→ **Texte source**
Les repères ainsi donnés lui permettent de déposer les armes et de s’intégrer dans un univers structuré et prévisible dans lequel il peut apprendre. Plutôt que de limites, ce dont a besoin l’enfant à ce stade, c’est d’ordre et de repères dans l’espace, le temps, les rôles de chacun. L’adulte l’aide en restant présent, bienveillant et ferme lorsque l’enfant est débordé par ses pulsions et ses émotions. Il peut le contenir physiquement avec bienveillance pour le protéger ou l’empêcher de nuire et plutôt que de dire « je ne suis pas d’accord, ça n’est pas possible » qui sont des expressions négatives qui restent focalisées sur « l’objet interdit », il peut guider son attention vers d’autres objets ou d’autres évènements afin de l’aider à traverser la frustration. A cet âge là, l’enfant passe encore très facilement d’un intérêt à un autre, d’une émotion à une autre, ce qui facilite sa guidance.

Comme on le voit jusqu’à présent, dans les différentes étapes présentées, la raison n’est pas encore réellement présente. Et pour cause car les capacités logiques et rationnelles ne s’acquièrent que progressivement. Ce n’est que vers 7-8 ans que l’enfant acquière une pensée plus argumentée et cohérente, et notamment qu’il cherchera à comprendre les raisons pour lesquelles quelque chose est interdit ou demandé. C’est en effet dans le courant suivant, rationnel et individualiste, l’enfant s’interroge de plus en plus sur le monde, devient plus logique et détecte les incohérences. Les explications l’aident à comprendre et accepter les lois physiques et sociales. Et c’est encore plus tard, vers l’âge de 11-12 ans qu’il développera éventuellement l’empathie.

Plus l’adulte prend en compte les capacités de l’enfant, plus son autorité devient efficace et bientraitante. Il aide l’enfant à consolider les ressources que chaque étape lui apporte et il peut accompagner plus sereinement les passages d’un stade à l’autre, moments de « crise » où l’enfant aimerait tout à la fois grandir et rester petit…

Véronique Guérin

Une version légèrement raccourcie de cet article a été publiée dans non-violence actualité..

2 commentaires:

Jess a dit…

Bonjour
merci pour ce message très intéressant!
Moi aussi je m'intéresse à la pensée philosophique.

Ce blog est vraiment très enrichissant, je reviendrais sûrement.

Bonne continuation^^

florence a dit…

Bonjour,
cet article est certainement utile d'un point de vue d'un adulte ordinaire qui ne comprend rien à son gamin, mais d'un autre point de vue, plus spirituel disons, il ignore complètement les capacité réelles des enfants.

→ **Consigne**
D'après le texte source, vers quel âge l'enfant acquiert-il une pensée plus argumentée et cohérente ?

→ **Données fournies**
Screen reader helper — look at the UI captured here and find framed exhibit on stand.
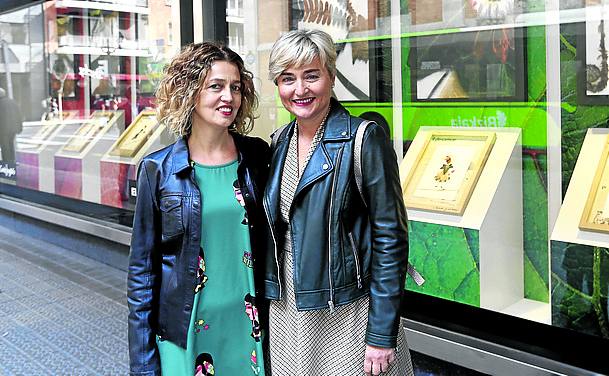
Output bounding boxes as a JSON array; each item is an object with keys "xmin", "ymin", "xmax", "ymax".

→ **Réponse**
Vers 7-8 ans.